■ Problem requirements ■
Leaving the pictures aside, return the listing exactly as it appears.

========

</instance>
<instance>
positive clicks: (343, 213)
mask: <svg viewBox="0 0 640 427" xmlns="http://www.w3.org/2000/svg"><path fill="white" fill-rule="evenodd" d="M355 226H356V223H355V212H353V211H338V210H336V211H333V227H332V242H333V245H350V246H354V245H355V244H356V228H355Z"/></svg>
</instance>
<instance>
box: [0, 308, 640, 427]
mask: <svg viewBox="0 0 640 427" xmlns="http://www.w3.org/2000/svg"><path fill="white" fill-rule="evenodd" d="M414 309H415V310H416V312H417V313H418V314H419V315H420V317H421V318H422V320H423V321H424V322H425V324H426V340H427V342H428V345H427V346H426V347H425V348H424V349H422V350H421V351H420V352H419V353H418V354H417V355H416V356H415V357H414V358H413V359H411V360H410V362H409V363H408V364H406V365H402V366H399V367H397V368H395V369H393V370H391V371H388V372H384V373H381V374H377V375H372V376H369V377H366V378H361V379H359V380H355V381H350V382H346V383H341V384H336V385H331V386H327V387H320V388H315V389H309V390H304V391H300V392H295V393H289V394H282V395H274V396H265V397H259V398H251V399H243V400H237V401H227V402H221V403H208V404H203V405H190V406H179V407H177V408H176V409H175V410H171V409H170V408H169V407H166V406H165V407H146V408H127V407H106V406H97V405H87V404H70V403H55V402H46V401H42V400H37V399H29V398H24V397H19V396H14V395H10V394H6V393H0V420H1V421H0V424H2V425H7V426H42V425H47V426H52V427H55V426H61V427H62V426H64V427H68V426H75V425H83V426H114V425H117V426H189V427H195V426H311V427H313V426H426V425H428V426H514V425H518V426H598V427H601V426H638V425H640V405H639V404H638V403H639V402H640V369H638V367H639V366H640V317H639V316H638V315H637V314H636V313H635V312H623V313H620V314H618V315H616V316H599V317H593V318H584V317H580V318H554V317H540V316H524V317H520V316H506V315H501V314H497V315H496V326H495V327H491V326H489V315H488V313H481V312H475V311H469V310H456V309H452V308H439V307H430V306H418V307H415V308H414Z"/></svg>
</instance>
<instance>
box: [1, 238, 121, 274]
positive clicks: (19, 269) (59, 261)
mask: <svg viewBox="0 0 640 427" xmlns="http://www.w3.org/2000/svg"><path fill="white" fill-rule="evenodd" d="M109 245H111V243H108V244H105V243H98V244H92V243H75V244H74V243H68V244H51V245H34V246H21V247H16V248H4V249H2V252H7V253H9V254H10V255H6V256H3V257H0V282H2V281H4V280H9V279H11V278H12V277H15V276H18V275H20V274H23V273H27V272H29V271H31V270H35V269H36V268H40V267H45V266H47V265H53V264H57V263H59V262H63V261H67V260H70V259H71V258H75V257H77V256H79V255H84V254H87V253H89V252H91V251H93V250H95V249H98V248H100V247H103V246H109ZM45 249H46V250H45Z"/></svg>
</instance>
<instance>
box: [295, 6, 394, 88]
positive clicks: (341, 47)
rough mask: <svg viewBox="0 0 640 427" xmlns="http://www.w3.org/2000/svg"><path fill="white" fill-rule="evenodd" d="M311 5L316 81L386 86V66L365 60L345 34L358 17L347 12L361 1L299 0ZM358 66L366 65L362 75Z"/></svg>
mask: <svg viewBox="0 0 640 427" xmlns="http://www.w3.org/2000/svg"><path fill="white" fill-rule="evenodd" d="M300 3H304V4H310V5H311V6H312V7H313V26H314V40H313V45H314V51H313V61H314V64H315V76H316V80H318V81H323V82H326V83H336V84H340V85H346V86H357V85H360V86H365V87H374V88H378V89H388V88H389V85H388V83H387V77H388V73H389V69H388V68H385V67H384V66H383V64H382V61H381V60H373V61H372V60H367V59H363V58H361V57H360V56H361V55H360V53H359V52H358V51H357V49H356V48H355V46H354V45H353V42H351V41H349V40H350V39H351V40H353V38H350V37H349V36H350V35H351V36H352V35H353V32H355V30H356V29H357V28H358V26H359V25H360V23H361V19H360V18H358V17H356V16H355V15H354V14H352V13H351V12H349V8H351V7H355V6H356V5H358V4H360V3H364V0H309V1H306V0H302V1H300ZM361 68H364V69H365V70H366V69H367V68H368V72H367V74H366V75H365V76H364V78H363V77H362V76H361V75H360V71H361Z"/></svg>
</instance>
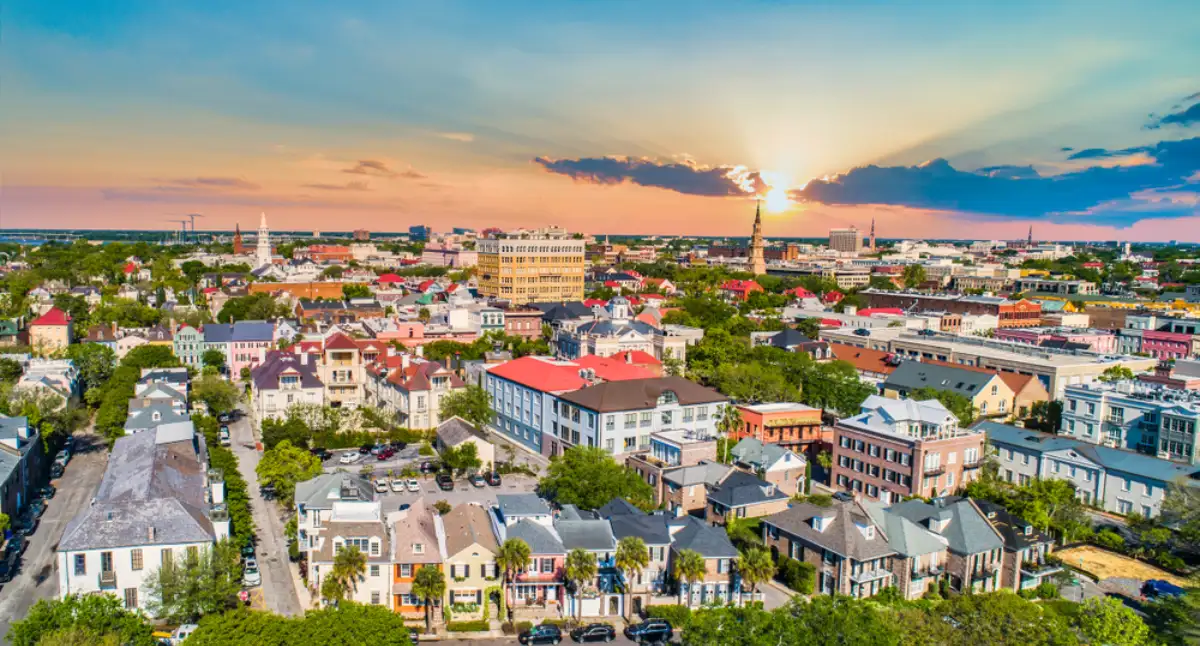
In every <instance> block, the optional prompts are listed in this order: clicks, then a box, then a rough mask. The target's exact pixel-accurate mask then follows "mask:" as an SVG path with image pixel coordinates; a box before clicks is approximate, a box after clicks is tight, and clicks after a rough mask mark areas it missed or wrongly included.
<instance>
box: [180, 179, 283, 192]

========

■ Reply ■
</instance>
<instance>
positive clicks: (343, 213)
mask: <svg viewBox="0 0 640 427" xmlns="http://www.w3.org/2000/svg"><path fill="white" fill-rule="evenodd" d="M355 226H356V223H355V212H353V211H338V210H336V211H333V227H332V242H333V245H350V246H354V245H355V244H356V228H355Z"/></svg>
</instance>
<instance>
box: [0, 308, 640, 427]
mask: <svg viewBox="0 0 640 427" xmlns="http://www.w3.org/2000/svg"><path fill="white" fill-rule="evenodd" d="M414 309H415V310H416V312H417V313H418V314H419V315H420V317H421V318H422V320H423V321H424V322H425V324H426V340H427V342H428V345H427V346H426V347H425V348H424V349H422V350H421V351H420V352H419V353H418V354H417V355H416V356H415V357H414V358H413V359H411V360H410V362H409V363H408V364H406V365H402V366H399V367H397V368H395V369H393V370H391V371H388V372H384V373H381V374H377V375H372V376H369V377H366V378H361V379H359V380H355V381H350V382H346V383H341V384H336V385H331V386H327V387H320V388H315V389H309V390H304V391H300V392H295V393H289V394H282V395H274V396H265V397H259V398H251V399H243V400H237V401H227V402H221V403H208V404H203V405H190V406H179V407H177V408H176V409H175V410H171V409H170V408H169V407H166V406H165V407H146V408H127V407H106V406H97V405H87V404H70V403H55V402H46V401H42V400H37V399H29V398H24V397H19V396H14V395H10V394H6V393H0V420H1V421H0V424H2V425H7V426H42V425H47V426H52V427H55V426H61V427H62V426H64V427H68V426H75V425H83V426H114V425H117V426H189V427H195V426H311V427H313V426H426V425H428V426H514V425H518V426H598V427H601V426H638V425H640V405H639V404H638V403H639V402H640V369H638V367H639V366H640V317H639V316H638V315H637V314H636V313H635V312H623V313H620V314H618V315H616V316H599V317H593V318H584V317H580V318H554V317H540V316H524V317H520V316H506V315H501V314H497V315H496V326H495V327H491V326H489V315H488V313H481V312H475V311H469V310H456V309H452V308H439V307H430V306H418V307H415V308H414Z"/></svg>
</instance>
<instance>
box: [1, 238, 121, 274]
positive clicks: (19, 269) (59, 261)
mask: <svg viewBox="0 0 640 427" xmlns="http://www.w3.org/2000/svg"><path fill="white" fill-rule="evenodd" d="M109 245H111V243H108V244H105V243H98V244H92V243H75V244H74V243H68V244H51V245H34V246H21V247H16V248H4V249H2V252H7V253H9V254H10V255H6V256H3V257H0V282H2V281H4V280H9V279H11V278H12V277H15V276H18V275H20V274H23V273H27V272H29V271H31V270H35V269H36V268H40V267H45V266H47V265H53V264H57V263H59V262H63V261H67V260H70V259H71V258H75V257H77V256H79V255H84V254H87V253H89V252H91V251H93V250H95V249H98V248H100V247H103V246H109ZM45 249H46V250H45Z"/></svg>
</instance>
<instance>
box: [295, 6, 394, 88]
positive clicks: (341, 47)
rough mask: <svg viewBox="0 0 640 427" xmlns="http://www.w3.org/2000/svg"><path fill="white" fill-rule="evenodd" d="M311 5L316 81L386 86V66L365 60L345 34L358 17L347 12L361 1L299 0ZM358 66L366 65L362 75Z"/></svg>
mask: <svg viewBox="0 0 640 427" xmlns="http://www.w3.org/2000/svg"><path fill="white" fill-rule="evenodd" d="M300 3H304V4H310V5H311V6H312V7H313V26H314V40H313V45H314V51H313V61H314V64H315V76H316V80H318V81H323V82H326V83H336V84H340V85H346V86H357V85H360V86H365V87H374V88H378V89H388V88H389V85H388V83H387V77H388V73H389V69H388V68H385V67H384V66H383V64H382V61H381V60H373V61H372V60H367V59H363V58H361V57H360V56H361V55H360V53H359V52H358V51H357V49H356V48H355V46H354V45H353V42H351V41H349V40H350V39H351V40H353V38H350V37H349V36H350V35H351V36H352V35H353V32H355V30H356V29H357V28H358V26H359V25H360V23H361V19H360V18H358V17H356V16H355V15H354V14H352V13H351V12H349V8H351V7H355V6H356V5H358V4H360V3H364V0H309V1H306V0H302V1H300ZM361 68H364V69H365V70H366V69H367V68H368V72H367V74H366V75H365V76H364V78H363V77H362V76H361V75H360V71H361Z"/></svg>
</instance>
In every <instance> block, the optional prompts are listed in this order: clicks, then a box, then a rough mask. The target's exact pixel-accurate mask then follows "mask:" as an SVG path with image pixel coordinates; a box before clicks is approximate, a box after clicks is tight, and clicks after a rough mask mark areas it missed or wrongly included.
<instance>
box: [180, 179, 283, 192]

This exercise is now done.